▶ WORK ITEM: How many lines below hold the string "every"? Report that number alone.

▶ GIVEN DATA:

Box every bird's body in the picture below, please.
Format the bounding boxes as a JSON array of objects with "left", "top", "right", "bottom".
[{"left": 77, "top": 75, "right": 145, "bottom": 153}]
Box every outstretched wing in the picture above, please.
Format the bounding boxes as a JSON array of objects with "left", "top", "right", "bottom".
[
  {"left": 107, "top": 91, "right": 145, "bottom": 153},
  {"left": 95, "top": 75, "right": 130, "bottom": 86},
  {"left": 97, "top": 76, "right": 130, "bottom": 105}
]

▶ WRITTEN ANSWER: 2